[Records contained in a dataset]

□ □ □ □

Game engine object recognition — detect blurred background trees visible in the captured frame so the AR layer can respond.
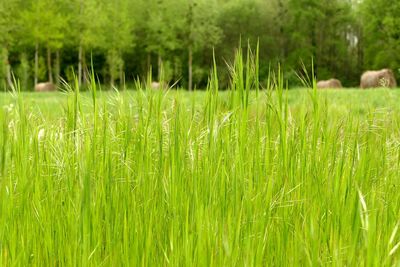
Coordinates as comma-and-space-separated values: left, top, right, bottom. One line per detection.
0, 0, 397, 90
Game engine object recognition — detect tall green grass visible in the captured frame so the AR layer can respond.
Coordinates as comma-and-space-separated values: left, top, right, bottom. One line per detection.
1, 48, 400, 266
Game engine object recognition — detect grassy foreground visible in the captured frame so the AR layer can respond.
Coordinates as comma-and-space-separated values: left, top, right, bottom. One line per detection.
1, 61, 400, 265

□ □ □ □

- **ASSIGNMENT**
Search the entries above for the word "recognition" and copy each line where it appears.

- **REPLY**
Game engine object recognition — detect blurred background trees visible in the captured frame so the AR layer can respond.
Game engine object recognition — detect tall green grass visible in the captured frame so the AR layer can respond.
Game engine object recognition — detect grassy foreground visible in the captured frame so the AR layer can respond.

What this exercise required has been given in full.